[Point labeling dataset excerpts]

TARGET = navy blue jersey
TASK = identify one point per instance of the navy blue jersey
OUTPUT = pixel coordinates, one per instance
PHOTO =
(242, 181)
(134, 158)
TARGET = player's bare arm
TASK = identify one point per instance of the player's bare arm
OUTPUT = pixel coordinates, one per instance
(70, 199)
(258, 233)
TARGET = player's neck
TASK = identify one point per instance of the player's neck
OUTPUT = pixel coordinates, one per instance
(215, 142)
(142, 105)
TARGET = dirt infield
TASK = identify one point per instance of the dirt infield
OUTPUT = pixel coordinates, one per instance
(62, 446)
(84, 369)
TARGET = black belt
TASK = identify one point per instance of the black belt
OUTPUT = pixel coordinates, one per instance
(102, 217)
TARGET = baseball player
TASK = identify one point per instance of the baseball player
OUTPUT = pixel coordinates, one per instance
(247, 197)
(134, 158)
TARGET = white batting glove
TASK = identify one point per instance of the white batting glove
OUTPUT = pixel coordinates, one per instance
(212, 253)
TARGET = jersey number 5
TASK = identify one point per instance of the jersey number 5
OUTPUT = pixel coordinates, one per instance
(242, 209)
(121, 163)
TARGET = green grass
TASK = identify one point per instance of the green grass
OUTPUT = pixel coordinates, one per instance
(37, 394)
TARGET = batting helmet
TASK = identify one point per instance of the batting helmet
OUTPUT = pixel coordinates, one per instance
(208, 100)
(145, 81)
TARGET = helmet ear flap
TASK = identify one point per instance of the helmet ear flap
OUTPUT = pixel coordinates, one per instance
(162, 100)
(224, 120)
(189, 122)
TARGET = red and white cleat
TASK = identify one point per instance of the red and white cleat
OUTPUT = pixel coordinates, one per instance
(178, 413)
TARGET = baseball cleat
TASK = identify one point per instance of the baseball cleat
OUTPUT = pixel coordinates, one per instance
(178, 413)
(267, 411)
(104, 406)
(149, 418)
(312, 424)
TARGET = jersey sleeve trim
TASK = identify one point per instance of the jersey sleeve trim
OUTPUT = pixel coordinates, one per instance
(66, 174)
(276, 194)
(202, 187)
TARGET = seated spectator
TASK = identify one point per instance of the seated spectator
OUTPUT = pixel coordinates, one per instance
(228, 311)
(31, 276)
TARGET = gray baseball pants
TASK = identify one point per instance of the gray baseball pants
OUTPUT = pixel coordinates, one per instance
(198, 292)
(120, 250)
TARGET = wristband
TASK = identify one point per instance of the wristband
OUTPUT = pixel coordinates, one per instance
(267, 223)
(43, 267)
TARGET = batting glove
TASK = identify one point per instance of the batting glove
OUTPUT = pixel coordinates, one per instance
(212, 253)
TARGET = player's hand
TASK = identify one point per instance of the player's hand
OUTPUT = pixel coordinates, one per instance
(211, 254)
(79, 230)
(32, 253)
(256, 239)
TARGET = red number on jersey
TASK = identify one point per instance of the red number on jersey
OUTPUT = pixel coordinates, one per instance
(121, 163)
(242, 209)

WHAT IS BEING ASKED
Above are the records; copy all of them exactly.

CORRECT RESULT
TARGET = navy blue jersey
TASK = identify one point per instance of the navy blue jersey
OUTPUT = pixel coordinates, one per instance
PHOTO =
(242, 181)
(134, 158)
TARGET = player's bare arm
TASK = identify one point per instance of the player's bare arm
OUTPUT = pixel coordinates, one per instance
(70, 199)
(258, 233)
TARGET = player's neck
TASK = identify one point per instance of the player's neck
OUTPUT = pixel coordinates, one per instance
(215, 142)
(142, 105)
TARGET = dirt infield
TASK = identify one point per instance of the dirt infield
OUTPUT = pixel coordinates, one per instance
(62, 446)
(84, 369)
TARGET = black belt
TASK = identify one point per instance of the black belt
OUTPUT = pixel coordinates, one per instance
(102, 217)
TARGET = baseball player
TASK = identify one point per instance of the baseball player
OUTPUT = pixel coordinates, one per instance
(247, 197)
(134, 158)
TARGET = white batting glove
TASK = identify one point per instance of the white batting glove
OUTPUT = pixel coordinates, one per instance
(212, 253)
TARGET = jersey number 5
TASK = identify one point per instance of the jersey number 5
OUTPUT = pixel coordinates, one per instance
(242, 209)
(121, 163)
TARGET = green grass
TASK = identify one point per instance of the green grass
OUTPUT = pixel coordinates, one per instance
(37, 394)
TARGET = batting helmet
TASK = identify one point per instance of the batting helmet
OUTPUT = pixel coordinates, one per instance
(208, 100)
(145, 81)
TARGET = helmet ear flap
TASK = identify one point per instance of the helmet ear flap
OUTPUT = pixel coordinates, one per instance
(162, 100)
(224, 120)
(189, 122)
TARGET = red and white cleat
TASK = identify one point per instance of the red and white cleat
OUTPUT = pixel coordinates, one per instance
(178, 413)
TARGET = baseball cleat
TASK = identify one point per instance of the baseball cleat
OUTPUT = pixel coordinates, one per instance
(178, 413)
(267, 411)
(104, 406)
(149, 418)
(312, 424)
TARGET = jersey sleeve trim
TASK = identify one point per instance of the jersey sleeve trim
OUTPUT = pixel coordinates, one per instance
(66, 174)
(276, 194)
(202, 187)
TARGET = seated spectator
TASK = identify one point per instance of the seated spectator
OUTPUT = pixel coordinates, one per instance
(228, 311)
(31, 276)
TARGET = gray baseball pants
TASK = identify one point per instance of the gray baseball pants
OUTPUT = pixel coordinates, one per instance
(198, 292)
(120, 250)
TARGET = wristband
TASK = identify one point per instance of the wristband
OUTPUT = pixel coordinates, one per instance
(267, 223)
(43, 267)
TARGET = batting glove
TASK = identify one point per instance of the batting glove
OUTPUT = pixel coordinates, one per instance
(212, 253)
TARGET = player's hand
TASK = identify one point per instance of the player's hand
OUTPUT = pixel coordinates, one per instance
(211, 254)
(79, 230)
(32, 253)
(256, 239)
TARGET = red number on jersey
TASK = identify one point per instance of the red number on jersey
OUTPUT = pixel coordinates, one per instance
(121, 163)
(242, 209)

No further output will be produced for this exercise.